BEGIN READING TEXT

You belong to the ether,
to memories eclipsed in saudade.
I cannot recover the incline of our journey
or the bittersweet implications
of your infinite meanings.
We were coruscant in our brevity,
a glitch in a continuum without fault.
I do not seek you out,
your extravagance, your fishnet tidings.
Time has rendered me lenient
and all that we were
is now alien and diffuse.
Whenever I see a field of tulips
I think of you,
how wild, how cultivated you were
as I remake you again and again
with varying inflections.
A very quick write before bed!
Mute. Vulnerable Given to collapse. My heart lies diminished. Having peeled back too many scars, too many layers I am raw, besmirched, and not yet itchy. There is no comfort in expectation. In the opposition of neurons corrosively overburdened. I think too much. I succumb too easily to lawless sleep. To anti-realities and dissociations. Hours pass more quickly than minutes. Minutes are impatient. Minutes add up but hours reduce. It’s a long time waiting for the sun to drop. Waiting for my responsibilities to undress and settle serenely into the arms of a generous lover.
I am exhausted. Minutiae are threatening mutiny. I scurry, kaleidoscopic, through rooms on the verge of collapse. The Gilings are on the rise. I’ve arrested the latest pathogen and all I really want is to lie on the sofa with a swatch of velvet thrown over my icy limbs. I want to dream, idle dreams, that require neither compliance nor consummation.
Gilings just means dust but it sounds like some type of creature doesn’t it? I am emotionally and physically exhausted and yep I am getting sick. Also I want people to write letters real pen to paper letters. I keep telling myself I will write letters but to whom? My hand-writing is atrocious and I’d drive myself crazy worrying about it. I wouldn’t even have very much in the way of concrete things to say. Maybe I should write post cards lol I absolutely love post cards.

END READING TEXT
BEGIN DATA FOR REVIEW

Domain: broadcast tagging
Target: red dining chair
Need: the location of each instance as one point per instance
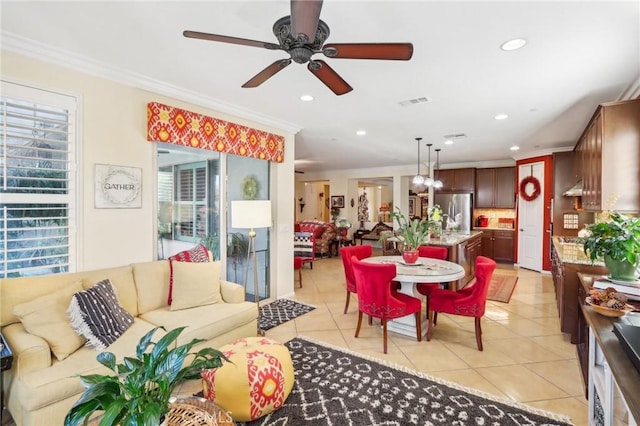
(379, 299)
(434, 252)
(469, 301)
(297, 265)
(347, 253)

END DATA FOR REVIEW

> _TASKS FOR THIS EXERCISE_
[a] In the text, find every spot where the writer uses the word "want" and list each thing wanted.
[b] Print the part of the text starting with "Whenever I see" and going on through "a generous lover.".
The data above are separate material and have nothing to do with the text.

> _ANSWERS PROVIDED_
[a]
- To lie on the sofa with a swatch of velvet thrown over their icy limbs
- To dream idle dreams that require neither compliance nor consummation
- For people to write letters, real pen to paper letters

[b]
Whenever I see a field of tulips
I think of you,
how wild, how cultivated you were
as I remake you again and again
with varying inflections.
A very quick write before bed!
Mute. Vulnerable Given to collapse. My heart lies diminished. Having peeled back too many scars, too many layers I am raw, besmirched, and not yet itchy. There is no comfort in expectation. In the opposition of neurons corrosively overburdened. I think too much. I succumb too easily to lawless sleep. To anti-realities and dissociations. Hours pass more quickly than minutes. Minutes are impatient. Minutes add up but hours reduce. It’s a long time waiting for the sun to drop. Waiting for my responsibilities to undress and settle serenely into the arms of a generous lover.